_PASSAGE FOR REVIEW_
####

Have you ever turned on your car radio and someone turned the volume at the loudest? That scare you get from the noise and the pain in your ears?

Have you ever eaten something rancid? That churning in your tummy and it takes everything you have to not get sick.

All of those things all of the time. But I failed to mention the guilt. All of the guilt I carry with me for having a short temper with my daughters and my Beloved. For trying to smile, unconvincingly to my friends, when I force appearances just to share time with them. For the sudden eruptions of tears at inopportune moments just because of the pain is so excruciating.

I don’t take Imitrex unless I just can’t take it any longer and I have nothing else planned for 72 hours. When I take it, I become numb, a zombie, my vertigo kicks in higher, and I lose time. Literally, I sleep. If I’m awake, I don’t remember. To get through life—achieve a working migraine, I take an Advil Migraine in the morning. It still makes me loopy, but not as much. I drink lots of extra water. This makes me pee more, but the hydration helps.  I load up on caffeine. My brain is having the rave of all raves. Caffeine helps to keep it at bay. I force runs. The endorphins and deep breathing help me to regulate blood flow. They aren’t spectacular fast runs. But if I can make it out to do the run, then I will feel a little better. I focus on my favorite things. They make me smile. I surround myself with understanding loved ones. My girls bring me ice packs for my head. They try to soft massage me. I can hear their discussions from the other room shushing one another because “Mommy has a head-ick.”

####

_PROVIDED INFORMATION_

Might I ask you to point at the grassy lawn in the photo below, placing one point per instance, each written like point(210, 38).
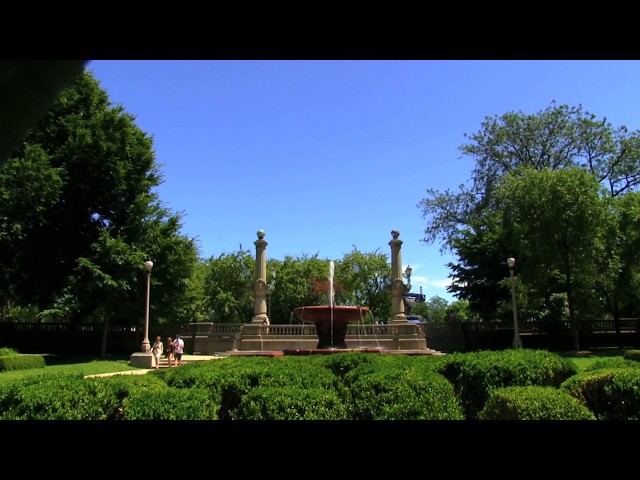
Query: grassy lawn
point(61, 364)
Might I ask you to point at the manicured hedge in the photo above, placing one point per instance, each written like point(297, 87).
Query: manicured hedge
point(612, 394)
point(533, 403)
point(474, 374)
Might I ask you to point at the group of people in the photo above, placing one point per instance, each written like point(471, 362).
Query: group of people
point(172, 351)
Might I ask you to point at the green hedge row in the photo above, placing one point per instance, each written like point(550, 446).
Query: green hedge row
point(21, 362)
point(514, 384)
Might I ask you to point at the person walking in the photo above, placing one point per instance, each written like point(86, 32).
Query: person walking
point(168, 352)
point(178, 349)
point(157, 349)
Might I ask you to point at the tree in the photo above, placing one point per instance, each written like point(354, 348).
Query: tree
point(79, 239)
point(365, 278)
point(296, 279)
point(228, 287)
point(556, 219)
point(555, 138)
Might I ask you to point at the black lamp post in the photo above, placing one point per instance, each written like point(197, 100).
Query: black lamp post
point(517, 341)
point(145, 343)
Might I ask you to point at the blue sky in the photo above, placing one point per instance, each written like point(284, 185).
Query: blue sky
point(330, 155)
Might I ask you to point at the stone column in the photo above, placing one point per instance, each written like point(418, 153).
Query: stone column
point(398, 288)
point(260, 286)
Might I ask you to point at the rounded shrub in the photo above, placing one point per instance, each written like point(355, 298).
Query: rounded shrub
point(533, 403)
point(399, 394)
point(612, 394)
point(290, 403)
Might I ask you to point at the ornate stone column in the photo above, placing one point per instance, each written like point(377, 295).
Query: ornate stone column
point(398, 288)
point(260, 287)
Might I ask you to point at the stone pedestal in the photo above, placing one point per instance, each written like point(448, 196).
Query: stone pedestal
point(398, 288)
point(260, 288)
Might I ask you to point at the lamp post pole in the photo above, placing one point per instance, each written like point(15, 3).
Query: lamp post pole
point(271, 288)
point(517, 341)
point(145, 343)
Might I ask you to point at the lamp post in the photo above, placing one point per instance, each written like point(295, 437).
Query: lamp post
point(407, 275)
point(271, 288)
point(517, 342)
point(145, 343)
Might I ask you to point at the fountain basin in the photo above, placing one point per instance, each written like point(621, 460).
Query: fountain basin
point(331, 322)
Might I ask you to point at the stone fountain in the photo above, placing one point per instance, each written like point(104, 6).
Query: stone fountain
point(331, 321)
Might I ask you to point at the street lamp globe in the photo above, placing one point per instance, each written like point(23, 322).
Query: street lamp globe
point(407, 272)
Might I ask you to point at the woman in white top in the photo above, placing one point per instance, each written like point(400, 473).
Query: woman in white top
point(157, 350)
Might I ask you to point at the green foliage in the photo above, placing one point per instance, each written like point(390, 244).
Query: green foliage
point(80, 217)
point(171, 404)
point(553, 230)
point(228, 284)
point(21, 362)
point(615, 362)
point(632, 355)
point(365, 278)
point(296, 278)
point(291, 403)
point(533, 403)
point(474, 374)
point(398, 394)
point(612, 394)
point(58, 397)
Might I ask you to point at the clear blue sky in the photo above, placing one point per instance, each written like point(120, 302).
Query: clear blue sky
point(330, 155)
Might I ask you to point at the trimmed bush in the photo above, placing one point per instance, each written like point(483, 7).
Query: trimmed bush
point(632, 355)
point(399, 394)
point(58, 397)
point(290, 403)
point(475, 374)
point(171, 404)
point(533, 403)
point(612, 394)
point(230, 379)
point(21, 362)
point(615, 362)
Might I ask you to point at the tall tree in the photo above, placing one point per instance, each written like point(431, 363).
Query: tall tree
point(555, 138)
point(557, 218)
point(365, 278)
point(228, 286)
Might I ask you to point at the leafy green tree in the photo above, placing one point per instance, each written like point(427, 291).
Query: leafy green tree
point(91, 217)
point(476, 276)
point(364, 278)
point(556, 218)
point(301, 281)
point(229, 287)
point(555, 138)
point(619, 291)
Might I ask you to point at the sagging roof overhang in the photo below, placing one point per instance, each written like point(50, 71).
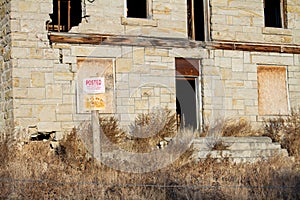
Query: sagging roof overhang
point(105, 39)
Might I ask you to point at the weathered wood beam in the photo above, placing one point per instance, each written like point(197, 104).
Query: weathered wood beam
point(105, 39)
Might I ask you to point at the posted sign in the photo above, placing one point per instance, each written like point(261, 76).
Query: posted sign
point(94, 85)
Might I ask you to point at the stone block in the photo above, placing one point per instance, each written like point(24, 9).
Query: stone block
point(36, 93)
point(38, 79)
point(138, 56)
point(123, 65)
point(53, 91)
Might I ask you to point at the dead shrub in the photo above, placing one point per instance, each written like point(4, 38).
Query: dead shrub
point(37, 172)
point(145, 133)
point(286, 131)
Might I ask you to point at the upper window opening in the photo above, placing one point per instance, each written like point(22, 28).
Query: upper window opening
point(137, 8)
point(196, 20)
point(274, 13)
point(66, 14)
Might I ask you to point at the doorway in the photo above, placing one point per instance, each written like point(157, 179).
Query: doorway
point(187, 93)
point(186, 102)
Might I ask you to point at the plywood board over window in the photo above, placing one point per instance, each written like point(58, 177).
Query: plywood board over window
point(95, 70)
point(272, 90)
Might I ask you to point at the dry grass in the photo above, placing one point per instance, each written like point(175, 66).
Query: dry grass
point(35, 171)
point(286, 131)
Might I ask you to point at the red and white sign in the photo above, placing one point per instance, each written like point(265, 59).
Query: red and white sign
point(94, 85)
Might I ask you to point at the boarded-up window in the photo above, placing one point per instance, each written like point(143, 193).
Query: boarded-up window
point(272, 90)
point(275, 13)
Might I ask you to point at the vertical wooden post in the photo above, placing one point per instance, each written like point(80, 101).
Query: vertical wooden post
point(58, 16)
point(96, 134)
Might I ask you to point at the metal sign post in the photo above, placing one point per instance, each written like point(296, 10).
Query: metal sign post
point(96, 134)
point(94, 88)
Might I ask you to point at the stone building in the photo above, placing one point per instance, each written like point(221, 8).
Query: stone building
point(62, 58)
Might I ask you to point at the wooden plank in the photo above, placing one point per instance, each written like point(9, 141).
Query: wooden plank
point(272, 90)
point(187, 67)
point(224, 46)
point(263, 48)
point(166, 42)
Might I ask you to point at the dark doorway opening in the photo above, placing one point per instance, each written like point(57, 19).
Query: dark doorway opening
point(186, 102)
point(196, 29)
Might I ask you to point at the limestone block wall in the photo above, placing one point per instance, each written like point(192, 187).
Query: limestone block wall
point(230, 83)
point(243, 21)
point(6, 102)
point(41, 86)
point(168, 19)
point(144, 79)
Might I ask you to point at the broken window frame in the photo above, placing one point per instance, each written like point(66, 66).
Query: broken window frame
point(282, 14)
point(191, 28)
point(148, 11)
point(64, 20)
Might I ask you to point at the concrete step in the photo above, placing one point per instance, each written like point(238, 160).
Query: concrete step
point(235, 139)
point(238, 145)
point(241, 153)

####

_PROMPT A_
In the migraine text, repeat the stretch from "Have you ever turned" through "is so excruciating." word for word.
_PROMPT B_
Go on with the migraine text, starting right after its final sentence.
The listing is separate material and has no connection to the migraine text.

_TASK OUTPUT A_
Have you ever turned on your car radio and someone turned the volume at the loudest? That scare you get from the noise and the pain in your ears?

Have you ever eaten something rancid? That churning in your tummy and it takes everything you have to not get sick.

All of those things all of the time. But I failed to mention the guilt. All of the guilt I carry with me for having a short temper with my daughters and my Beloved. For trying to smile, unconvincingly to my friends, when I force appearances just to share time with them. For the sudden eruptions of tears at inopportune moments just because of the pain is so excruciating.

_TASK OUTPUT B_
If you are someone who likes to have a plan, whether it be for the day, week, month, year…well, migraines are not for you. They make you a more spontaneous person. Not only in the negative ways--because you have to stop all of the things you may have planned, but in the positive ways—when you feel your best, you stop all of the things you may have planned and you take an afternoon to go lay on a blanket with your daughters to watch the clouds on a sunny day, go for ice cream, and let them shriek and laugh and giggle and talk as loudly as they want to because your brain is cooperating.

This wasn’t a light-hearted post and it has interrupted the giveaway posts. ha! But I wanted to have it written down so I would remember for this time around next year.